Instructions to follow
Rewrite the book review below, everything from "In selecting incidents" down to "its Japanese-language newspapers.", swapping "youth gangs" for "street gangs".

** Opening Quoted passage block **

In recent years, Vancouver has enjoyed a renaissance of histories exploring the city’s seedy underbelly—gangsters, bootleggers, nightclub owners, and corrupt police officers. While researching a murder for her last contribution to this genre, Cold Case Vancouver (Arsenal Pulp Press, 2015), Eve Lazarus first encountered pioneering forensic scientist, John F.C.B. Vance and wondered why “good guys like… Vance,” whose tireless efforts helped solve countless missing persons cases, hit-and-runs, murders, and run-of-the-mill crimes in Vancouver and across B.C. and Yukon, seemed “to be unfairly passed over by history” (198). So she started digging further into Vance’s story, tracking down Vance’s grandchildren, who still had boxes containing his personal journals, case notes, news clippings, photos, and even bits of evidence he retained after retiring in 1949.

The result of her research, Blood, Sweat, and Fear, is a captivating read which uses Vance’s life and work as the narrative thread weaving together accounts of more than a dozen cases he worked on during his 42-year career. First employed by the city to test the water supply, milk, and food for public health, Vance got his first taste of police investigation in 1914, when he was asked to determine if a stain found at the scene in a missing persons case was human blood. In time, more and more of his time was dedicated to police work. By the 1930s, news of how his forensic work and courtroom testimony helped catch and convict—or exonerate—culprits filled newspaper pages. Dubbed the “Sherlock Holmes of Canada” (9), he was the subject of feature articles in national magazines, and was so feared by local criminals that, in one year alone, there were seven attempts on Vance’s life.

Detailing the quiet and dutiful scientist’s standard procedure, Lazarus walks the reader through his careful examination of crime scenes. As she describes his collection of shards of broken glass, discarded cigarettes, or ripped fragments of cloth for analysis back at the lab, at times Blood, Sweat, and Fear reads like a page-turning whodunit, as the reader tries to guess which piece of evidence in a given case will prove to be the proverbial smoking gun. The book is a brisk, entertaining read about a fascinating character.

In selecting incidents from Vance’s case files, Lazarus moves beyond blood-and-guts sensationalism of some true crime. As in her earlier books, she shows a knack for humanizing victims and perpetrators alike by giving readers a sense of who they were and how their actions—and the implications of their crimes—were sometimes shaped by larger social forces. She links, for instance, the difficult adjustment of soldiers returning home from the Second World War to the rise of youth gangs in the mid-1940s; and explores how a series of suspicious deaths at an unlicensed hospital in Japantown were reported quite differently by the city’s mainstream press and its Japanese-language newspapers.

Lazarus gives the reader a sense of Vancouver in its formative decades, right down to recreating Vance’s streetcar commute along Granville Street and Hastings Street. And, shining another light on the corruption that pervaded the city, Blood, Sweat, and Fear features reappearances of some individuals from Lazarus’ previous books, including John Cameron, the on-the-take chief of police, and his gangster buddy Joe Celona, among others.

** Closing Quoted passage block **
** Opening Data listing block **

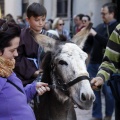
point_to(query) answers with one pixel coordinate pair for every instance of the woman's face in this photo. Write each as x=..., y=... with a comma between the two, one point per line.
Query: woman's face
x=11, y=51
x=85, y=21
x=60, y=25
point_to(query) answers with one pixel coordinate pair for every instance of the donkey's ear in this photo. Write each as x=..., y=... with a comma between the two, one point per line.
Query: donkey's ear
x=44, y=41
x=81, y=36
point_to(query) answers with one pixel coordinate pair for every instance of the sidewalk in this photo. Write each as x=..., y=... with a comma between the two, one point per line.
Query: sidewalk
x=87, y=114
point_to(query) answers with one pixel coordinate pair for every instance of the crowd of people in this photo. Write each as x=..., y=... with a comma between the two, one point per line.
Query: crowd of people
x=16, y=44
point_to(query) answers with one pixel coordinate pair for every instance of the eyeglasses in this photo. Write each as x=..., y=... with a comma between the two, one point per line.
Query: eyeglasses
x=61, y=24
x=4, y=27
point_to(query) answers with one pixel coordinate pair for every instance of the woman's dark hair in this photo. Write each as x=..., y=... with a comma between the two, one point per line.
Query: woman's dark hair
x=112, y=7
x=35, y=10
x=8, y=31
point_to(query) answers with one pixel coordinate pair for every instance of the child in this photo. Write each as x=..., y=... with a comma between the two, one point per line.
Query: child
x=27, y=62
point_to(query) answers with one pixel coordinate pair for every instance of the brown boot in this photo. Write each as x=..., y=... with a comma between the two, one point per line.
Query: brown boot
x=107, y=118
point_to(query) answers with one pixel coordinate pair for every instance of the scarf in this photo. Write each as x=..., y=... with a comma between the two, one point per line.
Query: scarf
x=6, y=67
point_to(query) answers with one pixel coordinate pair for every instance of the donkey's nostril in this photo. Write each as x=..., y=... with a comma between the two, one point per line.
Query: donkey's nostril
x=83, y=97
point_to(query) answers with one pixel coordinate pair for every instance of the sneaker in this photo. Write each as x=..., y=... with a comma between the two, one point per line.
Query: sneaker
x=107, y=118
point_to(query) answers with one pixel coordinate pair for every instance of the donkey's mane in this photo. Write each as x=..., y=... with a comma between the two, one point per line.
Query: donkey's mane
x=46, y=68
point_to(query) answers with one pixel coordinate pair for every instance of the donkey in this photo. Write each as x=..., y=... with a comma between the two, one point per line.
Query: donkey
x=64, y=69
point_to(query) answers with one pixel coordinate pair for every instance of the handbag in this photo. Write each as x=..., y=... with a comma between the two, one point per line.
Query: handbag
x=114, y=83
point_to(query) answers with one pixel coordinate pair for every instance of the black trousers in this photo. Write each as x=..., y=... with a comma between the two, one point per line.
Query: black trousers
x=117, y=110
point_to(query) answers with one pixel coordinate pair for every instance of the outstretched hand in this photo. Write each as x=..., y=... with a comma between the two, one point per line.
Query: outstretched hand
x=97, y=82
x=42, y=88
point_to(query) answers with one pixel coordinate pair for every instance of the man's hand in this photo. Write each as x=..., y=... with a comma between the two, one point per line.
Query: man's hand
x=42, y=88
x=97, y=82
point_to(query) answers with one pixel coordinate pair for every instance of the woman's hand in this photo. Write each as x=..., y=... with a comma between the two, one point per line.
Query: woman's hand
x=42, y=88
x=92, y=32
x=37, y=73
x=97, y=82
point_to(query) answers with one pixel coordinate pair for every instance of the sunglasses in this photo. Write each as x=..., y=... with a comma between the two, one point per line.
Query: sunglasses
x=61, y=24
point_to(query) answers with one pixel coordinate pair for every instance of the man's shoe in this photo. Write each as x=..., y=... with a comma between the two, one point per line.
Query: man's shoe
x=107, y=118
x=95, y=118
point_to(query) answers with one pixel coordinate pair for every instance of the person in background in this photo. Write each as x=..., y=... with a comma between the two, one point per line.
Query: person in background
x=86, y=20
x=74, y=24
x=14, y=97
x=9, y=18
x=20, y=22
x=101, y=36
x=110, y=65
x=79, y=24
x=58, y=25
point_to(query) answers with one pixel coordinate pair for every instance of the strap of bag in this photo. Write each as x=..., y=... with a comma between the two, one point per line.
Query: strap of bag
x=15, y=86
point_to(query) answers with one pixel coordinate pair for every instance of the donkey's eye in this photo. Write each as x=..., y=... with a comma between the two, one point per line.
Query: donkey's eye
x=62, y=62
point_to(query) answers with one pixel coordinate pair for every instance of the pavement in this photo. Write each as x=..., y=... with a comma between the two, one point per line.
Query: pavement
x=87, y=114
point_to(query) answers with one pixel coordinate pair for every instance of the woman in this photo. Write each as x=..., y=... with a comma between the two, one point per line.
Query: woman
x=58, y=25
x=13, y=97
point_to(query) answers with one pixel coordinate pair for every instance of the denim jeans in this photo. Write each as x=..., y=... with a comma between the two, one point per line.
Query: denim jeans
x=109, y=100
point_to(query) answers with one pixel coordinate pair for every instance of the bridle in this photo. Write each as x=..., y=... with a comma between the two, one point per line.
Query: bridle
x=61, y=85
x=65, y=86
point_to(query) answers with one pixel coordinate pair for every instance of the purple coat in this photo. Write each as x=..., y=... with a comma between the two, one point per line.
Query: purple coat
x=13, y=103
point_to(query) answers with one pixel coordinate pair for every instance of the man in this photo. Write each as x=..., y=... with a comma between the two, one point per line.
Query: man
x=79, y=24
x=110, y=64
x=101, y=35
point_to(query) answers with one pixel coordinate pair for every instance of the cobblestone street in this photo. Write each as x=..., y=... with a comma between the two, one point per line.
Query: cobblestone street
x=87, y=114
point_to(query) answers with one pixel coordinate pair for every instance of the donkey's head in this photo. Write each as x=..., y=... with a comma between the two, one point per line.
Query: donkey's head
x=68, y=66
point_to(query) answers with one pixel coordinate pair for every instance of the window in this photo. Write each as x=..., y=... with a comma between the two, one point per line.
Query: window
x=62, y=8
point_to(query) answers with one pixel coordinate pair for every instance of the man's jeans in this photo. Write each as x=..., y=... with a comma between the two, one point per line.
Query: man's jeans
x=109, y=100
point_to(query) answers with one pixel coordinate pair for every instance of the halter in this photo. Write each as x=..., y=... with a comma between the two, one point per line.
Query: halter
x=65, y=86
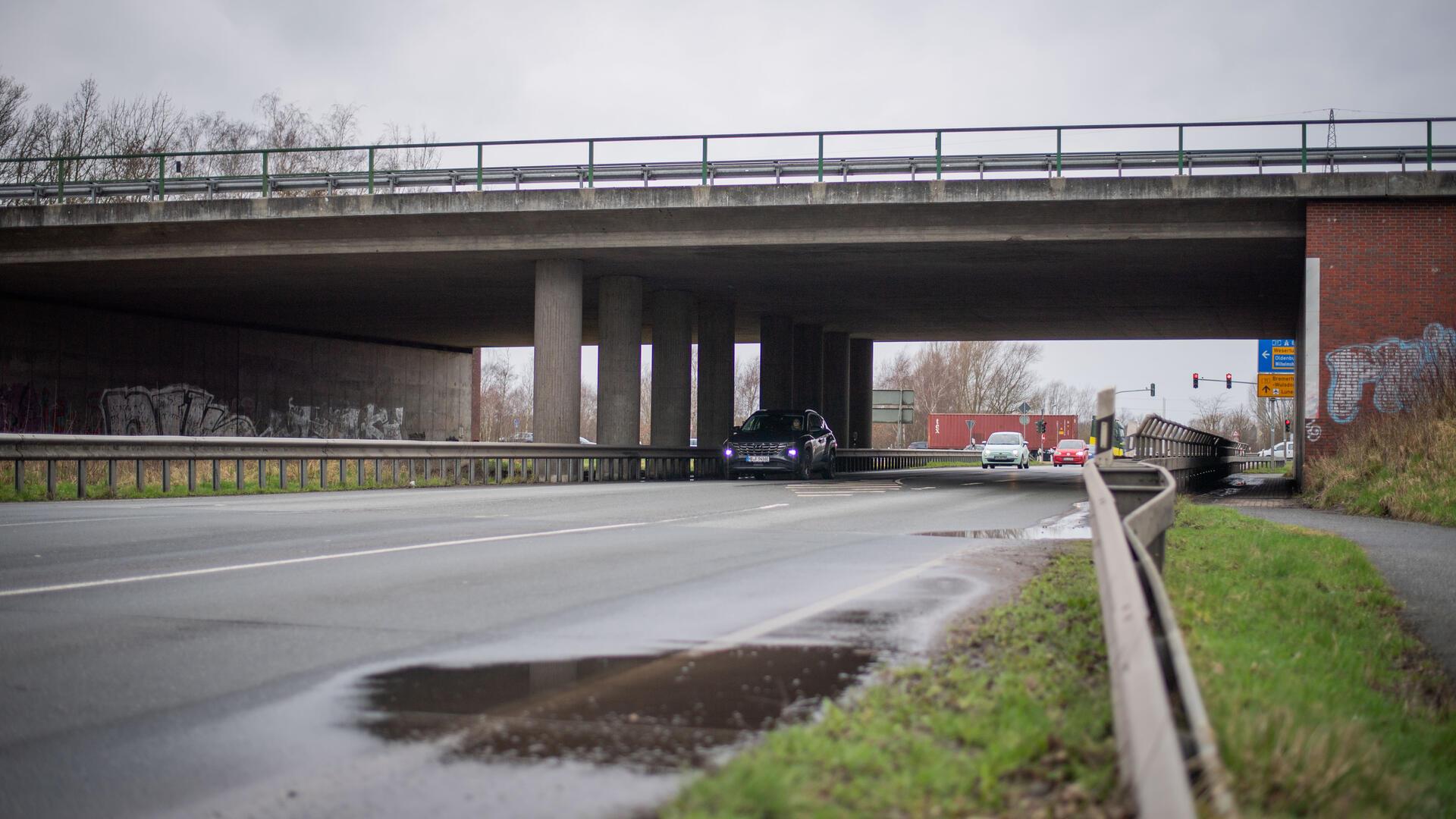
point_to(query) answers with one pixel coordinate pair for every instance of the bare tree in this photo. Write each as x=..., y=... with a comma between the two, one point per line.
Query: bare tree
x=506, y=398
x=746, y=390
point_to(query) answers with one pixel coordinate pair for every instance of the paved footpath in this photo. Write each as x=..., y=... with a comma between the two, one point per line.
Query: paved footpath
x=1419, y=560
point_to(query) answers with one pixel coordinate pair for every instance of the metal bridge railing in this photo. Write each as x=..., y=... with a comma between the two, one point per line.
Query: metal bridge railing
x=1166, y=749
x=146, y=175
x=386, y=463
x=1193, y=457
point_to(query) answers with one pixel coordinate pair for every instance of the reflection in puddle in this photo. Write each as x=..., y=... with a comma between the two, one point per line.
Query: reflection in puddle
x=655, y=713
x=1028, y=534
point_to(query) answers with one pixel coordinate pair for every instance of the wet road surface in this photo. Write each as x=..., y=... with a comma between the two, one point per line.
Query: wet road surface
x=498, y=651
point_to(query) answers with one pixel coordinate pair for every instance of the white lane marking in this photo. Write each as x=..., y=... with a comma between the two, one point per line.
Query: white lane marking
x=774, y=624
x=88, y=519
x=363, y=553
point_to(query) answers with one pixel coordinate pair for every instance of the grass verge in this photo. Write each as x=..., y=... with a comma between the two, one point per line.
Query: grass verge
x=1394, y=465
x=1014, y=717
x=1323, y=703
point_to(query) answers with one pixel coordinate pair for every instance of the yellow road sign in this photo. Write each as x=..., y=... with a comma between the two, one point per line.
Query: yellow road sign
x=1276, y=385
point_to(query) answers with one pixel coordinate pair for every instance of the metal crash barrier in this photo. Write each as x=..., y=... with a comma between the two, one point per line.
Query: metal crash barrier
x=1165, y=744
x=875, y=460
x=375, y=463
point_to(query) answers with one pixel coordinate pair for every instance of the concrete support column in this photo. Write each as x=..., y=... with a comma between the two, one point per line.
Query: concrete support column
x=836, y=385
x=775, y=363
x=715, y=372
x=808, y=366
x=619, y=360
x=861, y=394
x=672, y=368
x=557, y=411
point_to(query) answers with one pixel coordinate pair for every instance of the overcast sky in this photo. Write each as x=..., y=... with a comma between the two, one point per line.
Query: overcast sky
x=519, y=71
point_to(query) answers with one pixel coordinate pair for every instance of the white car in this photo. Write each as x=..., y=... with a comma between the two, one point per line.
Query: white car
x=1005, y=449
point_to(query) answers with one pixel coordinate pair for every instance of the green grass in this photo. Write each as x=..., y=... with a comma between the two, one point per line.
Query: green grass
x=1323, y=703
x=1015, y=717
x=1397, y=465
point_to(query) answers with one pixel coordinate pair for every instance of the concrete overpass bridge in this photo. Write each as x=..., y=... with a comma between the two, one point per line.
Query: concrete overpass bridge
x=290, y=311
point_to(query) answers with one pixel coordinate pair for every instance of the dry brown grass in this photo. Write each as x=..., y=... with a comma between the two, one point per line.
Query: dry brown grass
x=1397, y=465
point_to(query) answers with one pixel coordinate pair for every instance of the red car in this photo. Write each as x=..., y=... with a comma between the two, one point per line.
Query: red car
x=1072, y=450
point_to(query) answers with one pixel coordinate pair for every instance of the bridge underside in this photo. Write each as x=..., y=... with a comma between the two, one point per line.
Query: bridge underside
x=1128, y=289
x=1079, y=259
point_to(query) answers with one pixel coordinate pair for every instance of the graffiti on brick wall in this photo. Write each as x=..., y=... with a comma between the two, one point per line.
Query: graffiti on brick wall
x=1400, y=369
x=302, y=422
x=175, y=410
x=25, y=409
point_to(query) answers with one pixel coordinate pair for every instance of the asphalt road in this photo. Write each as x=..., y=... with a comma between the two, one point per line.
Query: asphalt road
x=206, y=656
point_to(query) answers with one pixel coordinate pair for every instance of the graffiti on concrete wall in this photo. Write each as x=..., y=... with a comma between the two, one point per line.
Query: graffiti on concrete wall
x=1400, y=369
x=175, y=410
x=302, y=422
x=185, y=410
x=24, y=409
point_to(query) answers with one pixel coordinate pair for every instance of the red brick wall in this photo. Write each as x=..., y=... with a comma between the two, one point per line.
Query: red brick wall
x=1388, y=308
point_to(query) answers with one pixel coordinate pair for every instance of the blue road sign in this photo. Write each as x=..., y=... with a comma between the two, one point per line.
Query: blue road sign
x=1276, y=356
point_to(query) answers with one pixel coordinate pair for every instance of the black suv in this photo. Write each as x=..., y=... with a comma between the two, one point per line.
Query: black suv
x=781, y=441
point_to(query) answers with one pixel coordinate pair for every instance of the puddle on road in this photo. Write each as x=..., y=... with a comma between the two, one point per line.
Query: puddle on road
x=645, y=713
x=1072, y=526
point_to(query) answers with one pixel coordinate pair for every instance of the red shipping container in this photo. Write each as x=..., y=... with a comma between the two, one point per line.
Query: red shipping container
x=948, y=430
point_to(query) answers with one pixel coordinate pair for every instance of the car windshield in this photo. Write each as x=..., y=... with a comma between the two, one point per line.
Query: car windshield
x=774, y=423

** Closing Data listing block **

Exercise solution
In selecting incidents from Vance’s case files, Lazarus moves beyond blood-and-guts sensationalism of some true crime. As in her earlier books, she shows a knack for humanizing victims and perpetrators alike by giving readers a sense of who they were and how their actions—and the implications of their crimes—were sometimes shaped by larger social forces. She links, for instance, the difficult adjustment of soldiers returning home from the Second World War to the rise of street gangs in the mid-1940s; and explores how a series of suspicious deaths at an unlicensed hospital in Japantown were reported quite differently by the city’s mainstream press and its Japanese-language newspapers.